PROBLEM:
Could you format the records below as a numbered list with one line per item, leaving out blank lines and the pictures?

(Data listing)
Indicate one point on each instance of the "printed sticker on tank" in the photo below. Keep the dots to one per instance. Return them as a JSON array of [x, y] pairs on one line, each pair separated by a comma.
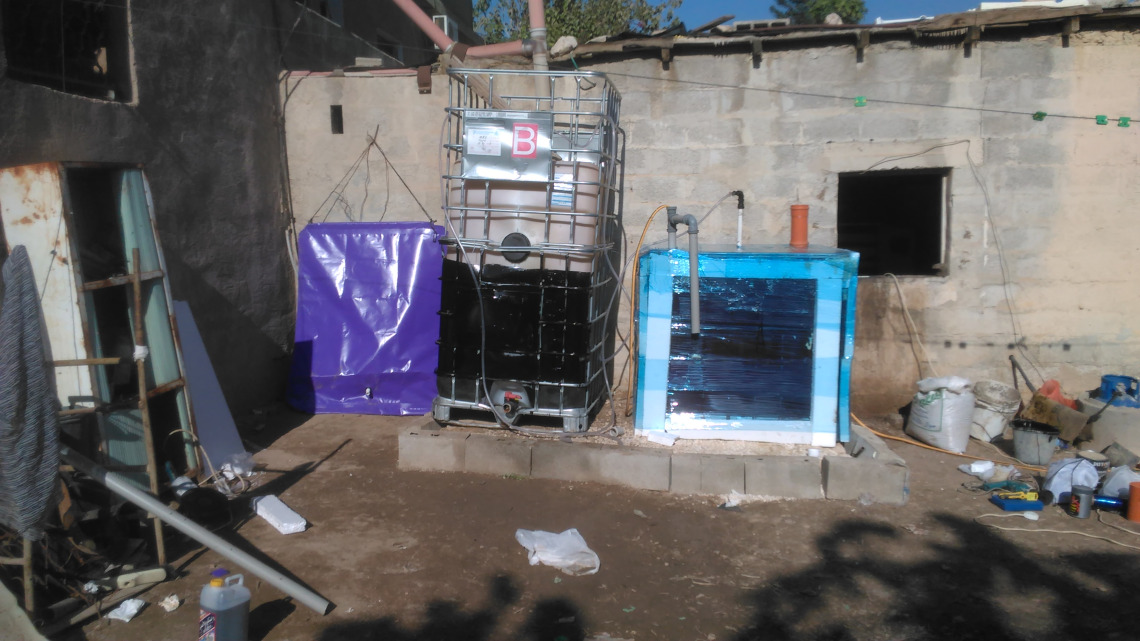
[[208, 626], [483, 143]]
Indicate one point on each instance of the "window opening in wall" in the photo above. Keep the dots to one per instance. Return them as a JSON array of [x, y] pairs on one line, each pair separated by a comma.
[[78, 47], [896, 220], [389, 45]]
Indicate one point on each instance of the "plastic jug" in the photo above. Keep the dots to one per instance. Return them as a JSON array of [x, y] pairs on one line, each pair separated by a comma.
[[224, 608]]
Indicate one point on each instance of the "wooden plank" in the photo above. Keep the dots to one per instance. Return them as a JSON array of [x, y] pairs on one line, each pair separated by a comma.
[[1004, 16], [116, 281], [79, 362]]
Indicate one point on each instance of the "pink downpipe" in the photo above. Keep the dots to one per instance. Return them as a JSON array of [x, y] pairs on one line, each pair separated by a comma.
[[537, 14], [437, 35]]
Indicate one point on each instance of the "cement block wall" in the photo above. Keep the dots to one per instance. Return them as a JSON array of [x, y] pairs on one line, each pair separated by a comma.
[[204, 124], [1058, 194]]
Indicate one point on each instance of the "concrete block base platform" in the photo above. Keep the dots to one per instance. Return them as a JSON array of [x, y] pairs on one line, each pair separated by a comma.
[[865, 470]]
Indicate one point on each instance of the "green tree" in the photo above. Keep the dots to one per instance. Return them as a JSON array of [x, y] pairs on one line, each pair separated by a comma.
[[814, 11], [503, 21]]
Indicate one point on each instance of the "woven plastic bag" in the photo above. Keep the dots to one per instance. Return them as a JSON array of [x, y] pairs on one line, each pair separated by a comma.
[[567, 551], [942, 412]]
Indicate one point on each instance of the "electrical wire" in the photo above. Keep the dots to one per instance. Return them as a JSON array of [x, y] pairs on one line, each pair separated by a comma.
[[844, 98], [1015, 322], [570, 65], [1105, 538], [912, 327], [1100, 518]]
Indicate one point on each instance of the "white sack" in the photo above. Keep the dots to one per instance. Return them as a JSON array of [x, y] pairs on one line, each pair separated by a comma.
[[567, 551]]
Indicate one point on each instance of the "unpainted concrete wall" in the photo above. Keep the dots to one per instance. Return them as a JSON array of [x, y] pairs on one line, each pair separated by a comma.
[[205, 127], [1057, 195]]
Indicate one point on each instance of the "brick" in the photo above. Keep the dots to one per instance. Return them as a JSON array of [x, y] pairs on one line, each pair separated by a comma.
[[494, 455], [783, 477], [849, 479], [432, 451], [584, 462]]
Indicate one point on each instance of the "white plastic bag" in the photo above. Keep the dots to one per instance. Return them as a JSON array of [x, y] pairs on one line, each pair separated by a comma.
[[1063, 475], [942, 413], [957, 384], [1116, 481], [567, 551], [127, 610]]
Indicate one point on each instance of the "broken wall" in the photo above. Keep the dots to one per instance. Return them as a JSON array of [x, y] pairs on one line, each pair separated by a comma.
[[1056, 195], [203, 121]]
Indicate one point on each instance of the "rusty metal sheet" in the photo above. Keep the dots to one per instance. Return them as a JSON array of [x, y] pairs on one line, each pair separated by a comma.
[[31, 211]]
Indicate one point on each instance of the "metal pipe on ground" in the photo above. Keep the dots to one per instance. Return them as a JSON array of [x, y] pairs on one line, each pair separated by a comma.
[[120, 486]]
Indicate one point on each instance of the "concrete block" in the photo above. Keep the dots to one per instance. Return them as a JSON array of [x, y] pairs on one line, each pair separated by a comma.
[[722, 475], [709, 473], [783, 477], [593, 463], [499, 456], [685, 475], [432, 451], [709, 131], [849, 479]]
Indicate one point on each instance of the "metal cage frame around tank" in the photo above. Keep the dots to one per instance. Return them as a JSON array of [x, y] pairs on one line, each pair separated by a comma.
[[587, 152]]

THE REPLY:
1. Indicate one point on each instance of the "printed sticker on tank" in the photo below. Keep the dots to one per instance. Return them as a JSON array of [x, y] pairs on one line, each pair separated by a comma.
2. [[208, 626], [483, 143]]
3. Indicate one point on each instance of the "window opening in wall" in the photo above. Keep the dots to one per instance. Return them as a JSON array of [x, y] pairs on one line, each pair separated by a comma.
4. [[78, 47], [896, 220], [389, 45]]
5. Indicate one point on each instance of the "plastic jug" in the photo above. Keep the dots to one per instance. Return them as a JSON array of [x, y] pairs on one line, each pair separated by a comma.
6. [[224, 608]]
7. Indicate one point on each instance of the "wooden plank" in the photo above. Keep the dots to one per instance. Return them as a JSON array of [x, y] pairs on one line, each pair separated by a comma.
8. [[1004, 16], [116, 281], [79, 362]]
9. Indicate one point on each instance of the "pink downpipe" in the photo above. Keep the dots to one per instance. Return them as a JSON array of [x, y] pairs on one line, each pair separated by a comma.
10. [[537, 14], [437, 35]]
11. Indicate one point on each instance of the "cement block wall" in the photo above. Keep the dots to one per instance. Return them as a JSON array of [x, y] pairs on one line, each pair separated by a comma.
12. [[204, 124], [1058, 194]]
13. Indicate one point on each instance of the "concrete block base platform" in the photo above. Keep the dots to one per instance. Return them as a JSON array of [x, y] pairs on one line, each pair separated by a comma.
14. [[865, 470]]
15. Indicate one point on each instance of the "green tree" in the photo above. Keep the dots to one per instance. Return them as a JSON array of [x, y] pairs on one line, each pair separated by a comma.
16. [[814, 11], [503, 21]]
17. Indicate one point on each instance of the "woven plastic bag" in the photo above. Keep the dots to one per instance. Return them as a JSON array of [x, y] pairs on one line, each pair separated by a comma.
18. [[567, 551], [942, 412]]
19. Indicate one point on each instance of the "electrical wire" in the photo above. Keep the dots to one per instance. Return them as a JSON array of [x, y] pairs on one line, each pair separated by a comma.
20. [[844, 98], [1015, 322], [570, 65], [1105, 538], [912, 327], [1100, 518]]
21. Indicate one point on each instance of the "white sack" in the photo above. Keep the dots to one per instance. Return them as a JSON array of [x, y] pairs on one line, each pair separated by a comma.
22. [[567, 551]]
23. Indicate one point on each instance of the "unpainted concrete wall" in the photo above. Keep the dots to one per instance. Return them as a JSON array of [x, y] pairs on one line, each pair separated by a comma.
24. [[205, 127], [1057, 195]]
25. Indicate one point on each instance of the "brick" in the photo above. Keep the dots to one per instance. Return them as a JSON array of [x, y] pairs on one line, each pair separated by a comma.
26. [[494, 455], [783, 477], [849, 479], [432, 451], [584, 462]]
27. Indicate one point on each instance of the "white plastic bag" in the photo above. Keep the dots to one per instance. Return them as a JSON array of [x, y] pairs on one line, each pair separated by a comma.
28. [[1063, 475], [942, 413], [957, 384], [1116, 481], [567, 551], [127, 610]]
29. Indicate one point on each instance of the "broken wall" in the photo above. Keep the dots to one per instance. Return them as a JSON array of [x, y] pairs on one line, each pair separated by a comma.
30. [[1056, 195], [203, 121]]
31. Indicate one point on each instance of the "rusty metal sheet" in the photo above. Keep the dots to one per instance. Return them as a JSON array of [x, y] pairs on one line, each pair separated by a comma.
32. [[31, 211]]
33. Indicate one point on each instance of the "metal pipe on ground" in the photo above. Keep the dots to one per instance. Return them as a JSON array of [x, y] pairs on one line, each pair separated by a comma.
34. [[120, 486]]
35. Indicate one point on each instance of the "concrete block" in the photo above. Keep the dots to one per instance. Return them as a JSON array of [x, y] pairs on one line, each pair separated by a comma.
36. [[722, 475], [709, 473], [783, 477], [593, 463], [499, 456], [685, 475], [432, 451], [709, 131], [849, 479]]
37. Indicate one point on each instance of the "metal cage frame around tank" in the photo above. Keep the dots to one per instance. Return them as a JSON array of [x, y] pairs on one line, each pair separated by a comma.
38. [[587, 152]]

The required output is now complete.